* **WHAT YOU ARE ASKED TO DO**
Copy out the full article below on Becton, Dickinson's first-quarter results and share decline, word for word.

* **READING PASSAGE**
☆ ☆ ☆ ☆ ☆

Shares of Becton, Dickinson & Co. (NYSE:BDX) continued their slide today after closing down yesterday following the release of the medical products giant’s fiscal 1st quarter results.
Investors, reacting to a lower forecast for the rest of the year and to a nearly 17% profit slide, sent shares down to $77.51 last night, a 3.8% decline. Shares were trading at $76.89 as of about 12:50 p.m. today, down 0.8%.
Becton, Dickinson posted profits of $263.0 million, or $1.21 per diluted share, on sales of $1.89 billion during the 3 months ended Dec. 31, 2011. That’s a top-line gain of 2.5% but a bottom-line decline fo 16.8%, compared with Q1 2011.
Excluding a 1-time tax gain of 4 cents per share, adjusted EPS was in line with analysts’ expectations at $1.21 apiece.
“We are pleased with our solid start to fiscal year 2012 given the challenging macroeconomic climate,” president & CEO Vincent Forlenza said in prepared remarks. “Our operating results reflect our increased investments in high-growth areas. We will continue to drive efficiency throughout the Company and we remain committed to delivering value to our customers and shareholders.”
CFO David Elkins told analysts on a conference call that BD now expects full-year sales growth to be flat due to a stronger dollar. The company had predicted sales growth of 1% to 3% for fiscal 2012. Earnings per share are now pegged to run between $5.60 and $5.70 for the full year, down from $5.75 to $5.85.

☆ ☆ ☆ ☆ ☆

* **DATA**
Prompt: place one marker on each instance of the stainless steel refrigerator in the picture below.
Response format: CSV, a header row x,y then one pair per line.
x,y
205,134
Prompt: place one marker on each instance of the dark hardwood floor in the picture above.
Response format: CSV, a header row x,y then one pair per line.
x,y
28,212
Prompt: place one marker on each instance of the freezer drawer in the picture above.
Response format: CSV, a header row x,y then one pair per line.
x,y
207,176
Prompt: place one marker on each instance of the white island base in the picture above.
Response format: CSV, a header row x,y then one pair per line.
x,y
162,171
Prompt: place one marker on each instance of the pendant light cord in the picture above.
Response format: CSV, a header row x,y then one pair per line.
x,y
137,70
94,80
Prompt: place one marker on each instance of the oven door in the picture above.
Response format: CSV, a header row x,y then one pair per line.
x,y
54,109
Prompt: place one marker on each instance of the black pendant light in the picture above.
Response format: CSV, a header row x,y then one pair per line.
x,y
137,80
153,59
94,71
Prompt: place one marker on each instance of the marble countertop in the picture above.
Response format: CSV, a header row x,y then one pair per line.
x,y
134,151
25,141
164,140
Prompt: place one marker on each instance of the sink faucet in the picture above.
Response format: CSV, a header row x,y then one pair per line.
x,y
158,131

☆ ☆ ☆ ☆ ☆

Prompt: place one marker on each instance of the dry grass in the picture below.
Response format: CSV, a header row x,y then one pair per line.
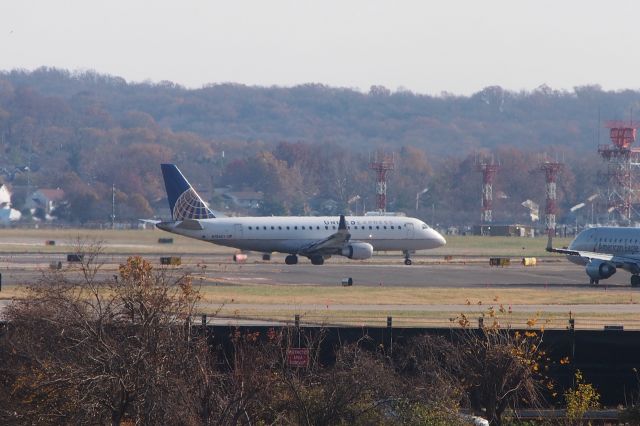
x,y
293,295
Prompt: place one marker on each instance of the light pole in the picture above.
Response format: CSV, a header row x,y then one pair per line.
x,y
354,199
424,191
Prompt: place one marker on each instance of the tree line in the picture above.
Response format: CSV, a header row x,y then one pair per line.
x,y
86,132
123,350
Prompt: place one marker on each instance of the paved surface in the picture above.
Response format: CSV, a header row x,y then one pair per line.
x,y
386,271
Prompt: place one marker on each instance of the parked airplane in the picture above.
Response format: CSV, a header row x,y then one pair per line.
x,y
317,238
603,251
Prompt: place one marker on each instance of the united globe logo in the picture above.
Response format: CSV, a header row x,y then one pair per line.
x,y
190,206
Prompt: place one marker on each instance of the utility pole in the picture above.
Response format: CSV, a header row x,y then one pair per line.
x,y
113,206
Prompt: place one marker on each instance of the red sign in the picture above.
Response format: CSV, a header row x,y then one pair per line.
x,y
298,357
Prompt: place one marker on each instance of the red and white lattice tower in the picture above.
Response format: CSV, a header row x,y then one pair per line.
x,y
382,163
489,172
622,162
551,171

☆ ☆ ☆ ☆ ☆

* **SOLUTION**
Shares of Becton, Dickinson & Co. (NYSE:BDX) continued their slide today after closing down yesterday following the release of the medical products giant’s fiscal 1st quarter results.
Investors, reacting to a lower forecast for the rest of the year and to a nearly 17% profit slide, sent shares down to $77.51 last night, a 3.8% decline. Shares were trading at $76.89 as of about 12:50 p.m. today, down 0.8%.
Becton, Dickinson posted profits of $263.0 million, or $1.21 per diluted share, on sales of $1.89 billion during the 3 months ended Dec. 31, 2011. That’s a top-line gain of 2.5% but a bottom-line decline fo 16.8%, compared with Q1 2011.
Excluding a 1-time tax gain of 4 cents per share, adjusted EPS was in line with analysts’ expectations at $1.21 apiece.
“We are pleased with our solid start to fiscal year 2012 given the challenging macroeconomic climate,” president & CEO Vincent Forlenza said in prepared remarks. “Our operating results reflect our increased investments in high-growth areas. We will continue to drive efficiency throughout the Company and we remain committed to delivering value to our customers and shareholders.”
CFO David Elkins told analysts on a conference call that BD now expects full-year sales growth to be flat due to a stronger dollar. The company had predicted sales growth of 1% to 3% for fiscal 2012. Earnings per share are now pegged to run between $5.60 and $5.70 for the full year, down from $5.75 to $5.85.